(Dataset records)

·····

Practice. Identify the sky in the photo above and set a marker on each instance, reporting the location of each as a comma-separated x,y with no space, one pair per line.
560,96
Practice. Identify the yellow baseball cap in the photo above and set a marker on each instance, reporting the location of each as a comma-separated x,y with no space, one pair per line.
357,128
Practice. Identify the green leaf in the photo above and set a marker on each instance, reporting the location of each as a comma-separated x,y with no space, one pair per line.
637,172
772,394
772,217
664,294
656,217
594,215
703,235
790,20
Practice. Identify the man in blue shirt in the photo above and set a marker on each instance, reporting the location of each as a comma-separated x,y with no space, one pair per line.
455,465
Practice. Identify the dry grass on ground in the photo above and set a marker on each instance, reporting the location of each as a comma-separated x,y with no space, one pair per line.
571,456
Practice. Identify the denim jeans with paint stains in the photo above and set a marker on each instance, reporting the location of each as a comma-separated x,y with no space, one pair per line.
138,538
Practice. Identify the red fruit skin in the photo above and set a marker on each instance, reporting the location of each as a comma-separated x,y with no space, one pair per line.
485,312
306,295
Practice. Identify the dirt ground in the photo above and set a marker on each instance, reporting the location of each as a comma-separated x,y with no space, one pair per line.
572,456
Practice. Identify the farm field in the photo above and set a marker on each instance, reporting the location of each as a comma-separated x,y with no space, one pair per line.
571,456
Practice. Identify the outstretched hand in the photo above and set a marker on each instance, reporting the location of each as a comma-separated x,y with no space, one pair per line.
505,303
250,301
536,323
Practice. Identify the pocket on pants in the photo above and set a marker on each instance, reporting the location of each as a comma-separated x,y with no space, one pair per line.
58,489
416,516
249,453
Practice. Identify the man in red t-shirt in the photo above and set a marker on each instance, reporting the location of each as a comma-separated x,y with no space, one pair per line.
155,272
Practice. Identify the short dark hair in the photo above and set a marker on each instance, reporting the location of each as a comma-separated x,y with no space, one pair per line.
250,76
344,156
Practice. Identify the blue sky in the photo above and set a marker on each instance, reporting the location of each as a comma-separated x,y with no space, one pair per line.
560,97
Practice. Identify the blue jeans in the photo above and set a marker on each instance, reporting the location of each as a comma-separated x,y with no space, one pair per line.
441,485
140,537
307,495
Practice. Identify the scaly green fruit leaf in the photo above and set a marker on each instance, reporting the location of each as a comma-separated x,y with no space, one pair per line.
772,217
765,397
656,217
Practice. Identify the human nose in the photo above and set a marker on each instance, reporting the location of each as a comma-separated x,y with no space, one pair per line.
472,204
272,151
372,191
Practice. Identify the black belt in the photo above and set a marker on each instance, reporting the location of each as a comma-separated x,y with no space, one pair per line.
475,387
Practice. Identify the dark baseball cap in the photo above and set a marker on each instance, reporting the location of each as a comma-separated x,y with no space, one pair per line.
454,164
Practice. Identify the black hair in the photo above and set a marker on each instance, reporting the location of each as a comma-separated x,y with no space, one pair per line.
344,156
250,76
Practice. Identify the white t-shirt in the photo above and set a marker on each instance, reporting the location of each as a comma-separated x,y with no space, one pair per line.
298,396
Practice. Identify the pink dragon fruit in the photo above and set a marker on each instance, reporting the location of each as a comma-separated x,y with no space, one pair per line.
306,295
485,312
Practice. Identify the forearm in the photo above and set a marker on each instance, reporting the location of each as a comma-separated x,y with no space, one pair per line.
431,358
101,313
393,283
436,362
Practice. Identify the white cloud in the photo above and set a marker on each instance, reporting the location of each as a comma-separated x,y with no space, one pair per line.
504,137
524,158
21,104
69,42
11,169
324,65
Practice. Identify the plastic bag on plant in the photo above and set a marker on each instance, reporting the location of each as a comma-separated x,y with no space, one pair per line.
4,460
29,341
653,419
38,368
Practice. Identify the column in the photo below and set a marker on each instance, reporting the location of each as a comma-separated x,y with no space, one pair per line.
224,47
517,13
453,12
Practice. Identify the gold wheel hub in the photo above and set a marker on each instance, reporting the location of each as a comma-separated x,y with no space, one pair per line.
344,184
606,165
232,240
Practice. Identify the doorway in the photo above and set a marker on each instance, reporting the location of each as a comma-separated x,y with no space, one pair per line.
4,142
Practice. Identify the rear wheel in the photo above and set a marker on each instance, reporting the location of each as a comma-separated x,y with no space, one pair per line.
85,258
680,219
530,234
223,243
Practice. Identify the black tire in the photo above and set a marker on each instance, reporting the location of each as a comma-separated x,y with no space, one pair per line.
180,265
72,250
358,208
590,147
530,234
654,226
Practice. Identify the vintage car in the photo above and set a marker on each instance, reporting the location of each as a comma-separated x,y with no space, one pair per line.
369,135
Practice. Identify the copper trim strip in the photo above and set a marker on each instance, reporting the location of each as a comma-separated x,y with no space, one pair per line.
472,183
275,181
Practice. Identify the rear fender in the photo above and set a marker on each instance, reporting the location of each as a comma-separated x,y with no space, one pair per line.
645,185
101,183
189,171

·····

— WORK TO BE COMPLETED —
Copy each record exactly, leaving nothing out.

— WRITTEN SOLUTION —
Practice. Identify the sky in the photo above and set a marker on each instance, reporting the location of each as a comma-separated x,y with no space, one pair per line.
560,96
Practice. Identify the yellow baseball cap in the photo above and set a marker on each instance, reporting the location of each as a comma-separated x,y with no space, one pair per line.
357,128
Practice. Identify the green leaf in the photo above and set a marker on each instance, reporting the location of each as a comma-separated x,y with no space, one pair per line.
637,172
772,394
772,217
664,294
656,217
594,215
703,235
790,20
Practice. Identify the man in blue shirt in the photo above and set a marker on each instance, reporting the location of each as a comma-separated x,y with no space, one pair per line.
455,465
Practice. Identify the dry grass on ground in the photo above and set a marker on each instance, reporting the location of each as a comma-separated x,y with no space, one pair per line.
571,456
Practice. Identify the denim jeans with paint stains in the photo above and set a marker on each instance, reporting the location of each as a comma-separated x,y with no space, one pair per line.
138,538
Practice. Identify the red fruit skin in the photo above and set a marker on each instance, reporting the location of each as a comma-separated x,y with no space, one pair per line.
485,312
306,295
Practice. Identify the dirt ground in the photo above and set a marker on each instance, reporting the location of each as a comma-separated x,y with no space, one pair per line.
572,456
Practice. Identify the farm field in the photo above and set a marker on each instance, reporting the location of each as a comma-separated x,y with no space, one pair per line.
571,456
Practice. Identify the outstretched hand in the photo above and set a marker on each instance, reporting the location of each as a comma-separated x,y with no space, one pair per line.
505,303
250,301
536,323
Practice. Identify the pocket on pants in the photo above and set a marker on each instance, reporting the location of each as a comma-separated x,y with no space, one pair per line.
58,489
416,516
249,453
Practice. Identify the man in red t-shirt in the photo above and set a marker on each instance, reporting the location of each as a comma-separated x,y with no space, one pair per line.
155,272
Practice. Identify the short dark hair in the photo above and set a marker on each instance, reporting the location of each as a comma-separated x,y with no space, one pair per line.
250,76
344,156
Practice. Identify the blue sky in the photo above and set a marker on each instance, reporting the location of each as a comma-separated x,y with no space, one pair per line.
560,97
Practice. Identify the blue jeans in the photo above and set a marker on each instance, reporting the location of each as a comma-separated x,y with no space, one pair per line.
441,485
140,537
307,495
Practice. Identify the scaly green fruit leaf in the photo above and set a marker on each instance, reporting the location of each as a comma-separated x,y with no space, one pair per line.
772,217
765,397
656,217
Practice. Identify the human nose in the photo above and set a marker on each instance, reporting the location of each as a comma-separated x,y with no space, one pair per line.
472,204
272,151
372,191
Practice. Identify the black belt in the photo above and set a marker on each instance, reporting the location of each as a comma-separated x,y with no space, one pair per line.
475,387
Practice. Identify the dark baseball cap in the photo above and set a marker on each instance, reporting the location of each as a comma-separated x,y with no space, one pair per line.
454,164
Practice. Identify the black hair in the photo above and set a marker on each instance, reporting the location of each as a comma-separated x,y with no space, one pair per line.
344,156
250,76
Practice. Identify the white t-shirt in the photo above and set a marker on each instance, reporting the location of each as a comma-separated x,y with no space, one pair per line.
298,396
Practice. Identify the pink dragon fruit in the photo above and set a marker on each instance, reporting the location of each as a comma-separated x,y with no space, one pair per line.
306,295
485,312
Practice. Identify the forearm in the photo above and set a marker on each instance, reporting the location of each as a comma-separated x,y with no space, one pair per line.
431,358
101,313
393,283
436,362
Practice. Identify the white cloud in the photo above and set a marker on each instance, reporting the location of each as a comma-separated x,y with no space, one pair per line.
504,137
524,158
21,104
69,42
11,169
324,65
Practice. Identify the plastic bag on plant in the photo above and set a marker on each instance, reporting the location of each as a comma-separated x,y with no space, one pair per line.
4,460
29,341
653,419
38,368
Practice. Identify the column in the photo below and set a marker on each instance, reporting the location of each as a comma-separated x,y with no space, one pair per line.
224,47
517,13
453,12
Practice. Identify the gold wheel hub in the photo above and set a marker on each instance, reporting the location of each as a comma-separated x,y with no space, one pair per line.
344,184
606,165
232,240
Practice. Identify the doorway in the photo above and set a marker on each instance, reporting the location of each as a comma-separated x,y with no space, one pair per line.
4,142
Practice. Identify the rear wheel in the photo above and set a marker on each instance, reporting the location of each as a comma-separated x,y with no space, one pair per line.
85,258
680,219
530,234
223,243
Practice. Identify the black tire in the photo above and set a marker on each instance, reporting the location of each as a comma-separated x,y with no space, one pair per line.
180,265
72,250
358,208
590,147
530,234
654,226
Practice. Identify the vintage car in the photo above and set a marker on each instance, reporting the location of each as a comma-separated x,y with no space, one pair per line.
369,135
Practice. Identify the copper trim strip in the photo above and set a marker on each instance, reporting the location of each as a comma-separated x,y with no space, one pair per line.
472,183
275,181
Practice. Identify the rear fender in the photo above and set a marker on each instance, reporting the location of each as a comma-separated x,y with no space, one pair per line.
645,185
101,183
189,171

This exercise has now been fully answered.